Provided information →
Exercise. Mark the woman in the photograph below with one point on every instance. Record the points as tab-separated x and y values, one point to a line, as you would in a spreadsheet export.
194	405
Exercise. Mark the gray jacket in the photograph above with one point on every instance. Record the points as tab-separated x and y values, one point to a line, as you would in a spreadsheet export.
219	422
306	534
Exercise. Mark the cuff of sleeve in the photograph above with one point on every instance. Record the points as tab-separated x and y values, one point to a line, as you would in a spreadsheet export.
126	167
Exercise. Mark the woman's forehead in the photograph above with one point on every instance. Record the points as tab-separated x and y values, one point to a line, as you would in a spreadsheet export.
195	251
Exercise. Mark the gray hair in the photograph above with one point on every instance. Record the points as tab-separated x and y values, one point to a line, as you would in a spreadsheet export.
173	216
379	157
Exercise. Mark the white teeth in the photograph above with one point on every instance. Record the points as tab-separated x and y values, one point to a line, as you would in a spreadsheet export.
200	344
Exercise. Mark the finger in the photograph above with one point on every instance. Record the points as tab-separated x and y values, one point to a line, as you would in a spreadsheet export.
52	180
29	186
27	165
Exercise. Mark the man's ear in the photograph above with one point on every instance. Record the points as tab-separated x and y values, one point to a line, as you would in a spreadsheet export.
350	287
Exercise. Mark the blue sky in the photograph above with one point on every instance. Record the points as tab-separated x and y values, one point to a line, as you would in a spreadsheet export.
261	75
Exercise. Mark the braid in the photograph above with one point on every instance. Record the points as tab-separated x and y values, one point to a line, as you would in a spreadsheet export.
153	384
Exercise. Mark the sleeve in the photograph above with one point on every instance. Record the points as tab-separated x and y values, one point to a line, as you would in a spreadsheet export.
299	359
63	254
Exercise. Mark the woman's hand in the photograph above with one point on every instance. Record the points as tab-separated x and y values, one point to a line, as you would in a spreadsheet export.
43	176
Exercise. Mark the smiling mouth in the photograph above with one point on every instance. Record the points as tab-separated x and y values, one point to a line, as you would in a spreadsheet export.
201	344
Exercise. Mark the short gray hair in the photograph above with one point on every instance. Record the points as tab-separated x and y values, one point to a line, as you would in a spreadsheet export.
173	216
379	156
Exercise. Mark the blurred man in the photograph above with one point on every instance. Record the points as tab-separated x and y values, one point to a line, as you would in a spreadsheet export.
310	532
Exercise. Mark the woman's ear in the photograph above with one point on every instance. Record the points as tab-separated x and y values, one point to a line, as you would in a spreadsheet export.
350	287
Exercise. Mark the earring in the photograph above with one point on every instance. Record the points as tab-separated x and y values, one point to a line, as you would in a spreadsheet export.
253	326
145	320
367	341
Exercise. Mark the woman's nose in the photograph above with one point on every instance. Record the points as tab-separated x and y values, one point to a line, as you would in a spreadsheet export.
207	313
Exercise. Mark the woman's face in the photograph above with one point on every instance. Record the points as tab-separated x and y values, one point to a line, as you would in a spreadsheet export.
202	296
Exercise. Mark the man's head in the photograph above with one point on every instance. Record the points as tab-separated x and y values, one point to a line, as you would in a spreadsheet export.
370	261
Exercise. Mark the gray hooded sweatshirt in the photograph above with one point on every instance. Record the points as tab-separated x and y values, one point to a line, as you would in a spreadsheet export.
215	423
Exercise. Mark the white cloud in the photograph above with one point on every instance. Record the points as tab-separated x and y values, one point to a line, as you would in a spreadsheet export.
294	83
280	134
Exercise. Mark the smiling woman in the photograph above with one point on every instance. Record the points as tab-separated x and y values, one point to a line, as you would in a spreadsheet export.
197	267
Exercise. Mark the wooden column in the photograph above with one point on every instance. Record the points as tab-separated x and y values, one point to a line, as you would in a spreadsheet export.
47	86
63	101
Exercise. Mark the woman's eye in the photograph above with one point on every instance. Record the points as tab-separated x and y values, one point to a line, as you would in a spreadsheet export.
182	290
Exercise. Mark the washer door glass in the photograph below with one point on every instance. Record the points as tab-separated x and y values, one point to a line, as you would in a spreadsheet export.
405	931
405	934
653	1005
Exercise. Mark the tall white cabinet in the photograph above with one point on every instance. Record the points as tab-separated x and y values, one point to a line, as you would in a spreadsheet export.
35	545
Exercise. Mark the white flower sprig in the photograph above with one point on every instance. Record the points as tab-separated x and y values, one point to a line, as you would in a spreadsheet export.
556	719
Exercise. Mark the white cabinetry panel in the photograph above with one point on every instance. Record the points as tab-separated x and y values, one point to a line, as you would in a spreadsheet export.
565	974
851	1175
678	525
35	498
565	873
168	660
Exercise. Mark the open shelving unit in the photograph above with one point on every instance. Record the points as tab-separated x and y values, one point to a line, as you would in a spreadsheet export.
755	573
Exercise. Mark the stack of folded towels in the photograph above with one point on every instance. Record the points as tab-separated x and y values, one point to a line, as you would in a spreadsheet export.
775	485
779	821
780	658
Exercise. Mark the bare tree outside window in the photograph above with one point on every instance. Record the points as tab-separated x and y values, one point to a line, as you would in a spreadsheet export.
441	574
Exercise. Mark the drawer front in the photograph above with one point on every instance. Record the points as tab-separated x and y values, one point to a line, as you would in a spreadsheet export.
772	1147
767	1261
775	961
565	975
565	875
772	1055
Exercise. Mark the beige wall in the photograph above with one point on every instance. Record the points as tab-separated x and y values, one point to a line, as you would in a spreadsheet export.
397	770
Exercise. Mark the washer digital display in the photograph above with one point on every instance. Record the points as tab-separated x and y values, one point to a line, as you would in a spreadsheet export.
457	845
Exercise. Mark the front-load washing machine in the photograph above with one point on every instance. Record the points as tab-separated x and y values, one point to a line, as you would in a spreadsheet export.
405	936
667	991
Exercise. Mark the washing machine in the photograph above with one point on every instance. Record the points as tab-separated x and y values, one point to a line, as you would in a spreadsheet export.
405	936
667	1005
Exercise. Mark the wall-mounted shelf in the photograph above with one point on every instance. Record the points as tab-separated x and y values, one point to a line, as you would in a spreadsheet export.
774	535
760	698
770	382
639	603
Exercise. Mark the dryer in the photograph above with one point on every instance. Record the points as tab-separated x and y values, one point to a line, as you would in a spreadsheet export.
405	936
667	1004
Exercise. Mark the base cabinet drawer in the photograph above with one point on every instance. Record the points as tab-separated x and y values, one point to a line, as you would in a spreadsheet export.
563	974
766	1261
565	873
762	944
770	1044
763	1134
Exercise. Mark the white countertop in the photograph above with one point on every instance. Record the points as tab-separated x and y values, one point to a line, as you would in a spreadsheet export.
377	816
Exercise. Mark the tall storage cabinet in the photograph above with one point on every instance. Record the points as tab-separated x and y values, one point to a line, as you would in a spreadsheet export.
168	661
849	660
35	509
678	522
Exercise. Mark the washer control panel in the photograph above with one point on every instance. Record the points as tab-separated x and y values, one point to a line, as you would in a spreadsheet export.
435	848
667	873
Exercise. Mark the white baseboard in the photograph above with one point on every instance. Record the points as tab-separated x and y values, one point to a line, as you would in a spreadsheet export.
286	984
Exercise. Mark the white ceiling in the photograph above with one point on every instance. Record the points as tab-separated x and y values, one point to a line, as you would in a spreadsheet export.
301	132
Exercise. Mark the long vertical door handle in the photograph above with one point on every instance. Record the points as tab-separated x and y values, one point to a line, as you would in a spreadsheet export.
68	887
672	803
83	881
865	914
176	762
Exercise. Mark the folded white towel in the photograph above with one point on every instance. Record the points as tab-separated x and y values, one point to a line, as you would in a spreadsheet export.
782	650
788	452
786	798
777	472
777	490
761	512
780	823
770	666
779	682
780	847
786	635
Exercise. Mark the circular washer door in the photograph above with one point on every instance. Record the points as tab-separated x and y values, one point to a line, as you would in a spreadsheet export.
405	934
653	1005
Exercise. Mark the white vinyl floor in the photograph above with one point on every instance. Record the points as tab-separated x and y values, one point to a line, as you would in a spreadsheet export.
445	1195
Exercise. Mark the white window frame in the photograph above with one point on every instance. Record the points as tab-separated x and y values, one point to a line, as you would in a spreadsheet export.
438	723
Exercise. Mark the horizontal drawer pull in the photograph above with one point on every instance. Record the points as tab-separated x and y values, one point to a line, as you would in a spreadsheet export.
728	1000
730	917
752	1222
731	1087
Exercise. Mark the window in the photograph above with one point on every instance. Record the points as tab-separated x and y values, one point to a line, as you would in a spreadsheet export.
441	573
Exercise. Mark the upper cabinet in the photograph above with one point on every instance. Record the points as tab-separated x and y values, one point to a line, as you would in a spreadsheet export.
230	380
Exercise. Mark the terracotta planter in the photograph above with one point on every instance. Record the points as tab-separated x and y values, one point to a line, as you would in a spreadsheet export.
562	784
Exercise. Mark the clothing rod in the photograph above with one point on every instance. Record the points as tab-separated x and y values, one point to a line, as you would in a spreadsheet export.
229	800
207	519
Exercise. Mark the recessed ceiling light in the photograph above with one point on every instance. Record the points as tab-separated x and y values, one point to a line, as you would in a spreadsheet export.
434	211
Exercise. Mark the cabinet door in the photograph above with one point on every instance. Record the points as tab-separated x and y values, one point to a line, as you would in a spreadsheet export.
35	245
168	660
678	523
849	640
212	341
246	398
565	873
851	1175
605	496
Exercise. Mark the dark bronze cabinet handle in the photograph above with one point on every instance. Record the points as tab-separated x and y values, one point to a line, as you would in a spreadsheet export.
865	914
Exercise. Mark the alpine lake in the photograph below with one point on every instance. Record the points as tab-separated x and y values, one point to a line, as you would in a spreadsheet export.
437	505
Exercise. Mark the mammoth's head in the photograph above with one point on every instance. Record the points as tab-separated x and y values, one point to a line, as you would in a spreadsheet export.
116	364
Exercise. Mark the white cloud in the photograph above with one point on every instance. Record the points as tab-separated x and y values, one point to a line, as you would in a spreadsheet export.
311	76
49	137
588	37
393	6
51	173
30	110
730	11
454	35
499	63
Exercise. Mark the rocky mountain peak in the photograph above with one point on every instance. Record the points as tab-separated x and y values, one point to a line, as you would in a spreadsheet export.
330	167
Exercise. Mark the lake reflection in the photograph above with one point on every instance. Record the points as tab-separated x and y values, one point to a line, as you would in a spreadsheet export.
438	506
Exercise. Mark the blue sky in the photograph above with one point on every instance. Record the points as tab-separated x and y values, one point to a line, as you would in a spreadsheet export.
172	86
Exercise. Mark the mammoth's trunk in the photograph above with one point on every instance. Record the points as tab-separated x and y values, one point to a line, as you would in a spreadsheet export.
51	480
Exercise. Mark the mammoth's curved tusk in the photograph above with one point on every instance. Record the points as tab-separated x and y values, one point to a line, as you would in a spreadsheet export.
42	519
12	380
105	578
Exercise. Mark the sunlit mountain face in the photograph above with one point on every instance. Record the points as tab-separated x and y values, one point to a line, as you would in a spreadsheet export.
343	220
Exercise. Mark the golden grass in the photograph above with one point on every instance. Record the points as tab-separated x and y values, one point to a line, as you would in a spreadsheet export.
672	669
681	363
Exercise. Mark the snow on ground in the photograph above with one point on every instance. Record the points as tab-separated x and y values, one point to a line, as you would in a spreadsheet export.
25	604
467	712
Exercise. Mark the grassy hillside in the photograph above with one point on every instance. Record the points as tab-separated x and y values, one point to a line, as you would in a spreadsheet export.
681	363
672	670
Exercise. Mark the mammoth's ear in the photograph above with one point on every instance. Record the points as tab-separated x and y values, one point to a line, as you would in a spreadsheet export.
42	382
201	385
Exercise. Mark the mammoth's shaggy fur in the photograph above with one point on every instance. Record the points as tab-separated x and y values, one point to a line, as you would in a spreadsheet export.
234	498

Set task →
Beginning at the line containing "Exercise. Mark the lake", repeat each line exactly through the last line of the entries, and include no other lines.

Exercise result →
Exercise. Mark the lake reflection in the photograph above with one point on every instance. Record the points as tab-separated x and y values, one point to a line, as you would in a spreadsheet export.
438	506
Exercise. Mark the blue sky in the photograph above with one point on every instance. Record the points as tab-separated x and y values, one point to a line, as you would in a spreadsheet export.
172	86
Exercise. Mark the mammoth's trunk in the photograph above with one point on every instance. Record the points as tab-separated x and y values, one point to a line, as you would in a spreadsheet export.
51	480
Exercise. Mark the mammoth's curved tusk in the photograph above with one point on every instance. Record the points as tab-separated x and y values, one point to a line, as you would in a spreadsheet export.
42	519
12	380
105	578
Exercise. Mark the sunlit mountain face in the photograph above with one point on every instance. Record the points as tab-separated x and y values, one point to a line, as you would in a spreadsheet export.
343	220
Exercise. Mark the golden grass in the photograph above with one point on every instance. Record the points as tab-separated x and y values, one point to a line, as you would in a spreadsheet export.
672	669
681	363
Exercise. Mark the snow on ground in the photograph above with one point on every instance. Record the points as tab-separated x and y values, one point to a line, as you would in a spreadsheet export.
25	604
467	712
Exercise. Mark the grassy hillside in the photograph above with one point on every instance. Record the points as tab-separated x and y values, one point to a line, as you would in a spreadsheet export.
681	363
672	670
Exercise. Mark the mammoth's ear in the photograph above with one point on every instance. Record the points as tab-separated x and y values, one point to a line, as you would in a spreadsheet export.
42	382
201	385
Exercise. Mark the mammoth's shaggy fur in the photograph above with one point on every instance. Record the points as tab-separated x and y values, one point to a line, as you would in a spreadsheet export.
234	498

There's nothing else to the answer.